= PROBLEMS TO SOLVE =
1. According to the text on HFOA, why did the team combine material and form in the 540 Asian Games Village project? Answer in one to three sentences.
2. Decide whether each statement agrees with the text on HFOA. Answer yes or no and quote the deciding words. (a) HFOA was founded in 2009. (b) The firm's work is limited to Delhi. (c) HFOA has stopped entering competitions as its reach has grown.
3. Please pick up the text on HFOA after its final sentence, the one about cupboards and stair-railings, and carry it forward.

= SOURCE DOCUMENT =
Delhi-based, Henri Fanthome Office for Architecture’s (HFOA’s) design philosophy is centred around freeing spaces from clutter and re-imagining them as fluid, well-lit living areas of substance.
Henri Fanthome Office for Architecture, HFOA for short, came into being in 2009, as a passage into the School of Planning and Architecture’s New Campus’ Master Plan Competition.
But its story has continued beyond that ambition, and today the small firm has built a sturdy portfolio of projects that span a wide range of sensibilities and budgets. The firm’s work also goes beyond Delhi to Uttarakhand, Uttar Pradesh and Haryana.
HFOA takes a simple route to design, and prefers to work on a de-cluttered slate. It actively promotes sustainable architecture, and views every project as a learning process. It also continues to participate in many competitions – be it on exhibition design or furniture – a trend that many firms tend to give up on as their reach expands.
The cherry on the top is that the HFOA studio overlooks the beautiful Mehrauli Archaeological Park. They needn’t go too far for inspiration.
540 Asian Games Village
The biggest challenge of this residential project was that most things about the space were unremarkable. The space was cramped and ill-lit and there was very little structural identity to work with. In response, the HFOA team decided to combine material and form to build a space that can claim its own specific identity.
The floor is an eye-catching swath of black-and-white patterns, laying out the first salvo in creating an effect of a large, interconnected space. Even everyday items like cupboards and stair-railings have been given edgy design motifs and shapes to make them stand out.

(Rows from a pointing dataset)
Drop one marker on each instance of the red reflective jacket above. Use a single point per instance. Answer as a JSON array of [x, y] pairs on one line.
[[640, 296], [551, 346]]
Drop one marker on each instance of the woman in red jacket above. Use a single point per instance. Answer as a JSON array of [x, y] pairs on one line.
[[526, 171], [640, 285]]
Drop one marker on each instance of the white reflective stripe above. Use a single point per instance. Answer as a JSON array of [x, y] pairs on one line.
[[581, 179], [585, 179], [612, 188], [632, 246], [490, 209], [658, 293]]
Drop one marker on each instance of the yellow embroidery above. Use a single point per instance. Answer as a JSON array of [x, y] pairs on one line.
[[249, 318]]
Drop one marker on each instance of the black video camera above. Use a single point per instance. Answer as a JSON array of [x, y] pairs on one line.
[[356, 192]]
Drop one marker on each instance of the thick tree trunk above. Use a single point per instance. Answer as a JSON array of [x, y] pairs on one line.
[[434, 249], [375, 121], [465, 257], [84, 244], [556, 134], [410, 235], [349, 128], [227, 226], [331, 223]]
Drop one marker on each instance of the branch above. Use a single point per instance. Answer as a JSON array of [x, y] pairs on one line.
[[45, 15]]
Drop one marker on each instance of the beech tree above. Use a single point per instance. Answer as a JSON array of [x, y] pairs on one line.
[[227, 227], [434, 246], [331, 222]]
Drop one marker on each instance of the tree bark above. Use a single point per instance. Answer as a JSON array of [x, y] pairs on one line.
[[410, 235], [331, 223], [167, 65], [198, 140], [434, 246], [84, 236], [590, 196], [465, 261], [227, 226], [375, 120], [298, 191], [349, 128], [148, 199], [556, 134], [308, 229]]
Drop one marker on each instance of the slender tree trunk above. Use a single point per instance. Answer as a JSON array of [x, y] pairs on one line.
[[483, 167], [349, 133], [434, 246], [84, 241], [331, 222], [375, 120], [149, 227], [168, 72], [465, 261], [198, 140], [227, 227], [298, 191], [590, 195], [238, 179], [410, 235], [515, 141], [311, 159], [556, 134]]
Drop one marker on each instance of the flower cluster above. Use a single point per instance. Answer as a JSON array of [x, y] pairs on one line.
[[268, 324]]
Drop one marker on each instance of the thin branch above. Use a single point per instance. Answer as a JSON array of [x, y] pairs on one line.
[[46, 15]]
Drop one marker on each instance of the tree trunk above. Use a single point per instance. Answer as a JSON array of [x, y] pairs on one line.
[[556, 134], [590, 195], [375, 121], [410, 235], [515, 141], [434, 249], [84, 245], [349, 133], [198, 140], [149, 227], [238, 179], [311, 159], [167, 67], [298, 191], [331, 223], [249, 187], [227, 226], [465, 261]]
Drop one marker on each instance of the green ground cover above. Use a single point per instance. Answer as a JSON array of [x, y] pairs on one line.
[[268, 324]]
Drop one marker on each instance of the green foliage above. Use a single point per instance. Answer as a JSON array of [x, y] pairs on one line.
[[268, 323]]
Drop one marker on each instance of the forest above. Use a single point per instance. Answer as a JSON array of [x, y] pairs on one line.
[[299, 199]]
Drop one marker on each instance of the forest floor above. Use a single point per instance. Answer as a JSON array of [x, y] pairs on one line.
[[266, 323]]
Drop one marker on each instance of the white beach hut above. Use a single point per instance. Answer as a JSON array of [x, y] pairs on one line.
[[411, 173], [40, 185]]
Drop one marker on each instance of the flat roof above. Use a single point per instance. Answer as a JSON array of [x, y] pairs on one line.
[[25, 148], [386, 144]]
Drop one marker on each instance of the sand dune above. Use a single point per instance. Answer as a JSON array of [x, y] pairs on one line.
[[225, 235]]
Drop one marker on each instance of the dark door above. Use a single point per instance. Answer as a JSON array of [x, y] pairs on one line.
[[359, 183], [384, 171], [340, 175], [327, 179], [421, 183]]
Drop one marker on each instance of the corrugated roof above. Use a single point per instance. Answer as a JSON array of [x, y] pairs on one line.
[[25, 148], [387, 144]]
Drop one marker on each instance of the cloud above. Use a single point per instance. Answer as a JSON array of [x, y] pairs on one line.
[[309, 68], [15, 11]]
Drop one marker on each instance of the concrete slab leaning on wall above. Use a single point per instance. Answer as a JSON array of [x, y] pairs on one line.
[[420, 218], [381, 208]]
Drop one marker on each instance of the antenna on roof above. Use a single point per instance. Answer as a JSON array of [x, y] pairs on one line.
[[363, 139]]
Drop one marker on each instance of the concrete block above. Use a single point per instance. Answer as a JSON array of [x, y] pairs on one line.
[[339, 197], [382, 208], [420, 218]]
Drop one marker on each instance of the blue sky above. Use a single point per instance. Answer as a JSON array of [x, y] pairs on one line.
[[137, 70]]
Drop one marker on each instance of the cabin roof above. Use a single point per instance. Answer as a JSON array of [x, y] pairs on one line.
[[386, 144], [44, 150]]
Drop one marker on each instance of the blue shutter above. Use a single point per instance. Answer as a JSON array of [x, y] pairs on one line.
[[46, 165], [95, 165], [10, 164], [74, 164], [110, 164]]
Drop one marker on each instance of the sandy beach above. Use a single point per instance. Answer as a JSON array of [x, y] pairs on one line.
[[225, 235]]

= EXERCISE RESULTS =
1. The space had little going for it: it was cramped and ill-lit, with very little structural identity to work with. Combining material and form was the team's way to give the space an identity of its own.

2.
(a) Yes: "came into being in 2009"
(b) No: "The firm’s work also goes beyond Delhi to Uttarakhand, Uttar Pradesh and Haryana."
(c) No: "It also continues to participate in many competitions"

3.
Building passages for natural light was the fulcrum of the design process here, and its effect is enhanced by the colour scheme dominated by wood, grey, off-white, and the dual-toned floor.
“In some ways the project is representative of our process of design that addresses each site as unique and a custom design is evolved to fit its specific requirements. This allows space for those who will live in it, letting them blend their personalities into it and own it. We try our best to create spaces that are truly fulfilling,” the team attests.
In the notoriously cacophonous landscape of Indian transport infrastructure, this project aims to blow in fresh ideas. HFOA joined forces with Delhi-based Shaily Gupta Architects to conceptualise this complex as an entry to the National Open Design Competition.
The sprawling project is a re-imagination of a pre-existing but mostly unused bus terminal in Jaipur, Rajasthan. Critical appreciation of the design here must centre on the clean division of the various types of transit lines. The everyday local and private bus routes, the pedestrian ways, and the interstate bus lines, are split and their paths laid out such that they don’t have any unsavoury meetings.
At an elevation from the ground floor plaza is the main terminal building that houses all the functions relating to bus travel. The buses use overhead and subterranean thoroughfares to get on to two drop-off platforms.
Huge sheaths of tensile roofing shield the buses against the elements. Other sub-structures include an office complex and a hotel, again rising above the main plaza to avoid bump-ins.
The project’s credit is in thinking that the transport functionality of a city can be greatly improved through one approach – smart de-cluttering. Some problems are best tackled with simple solutions after all.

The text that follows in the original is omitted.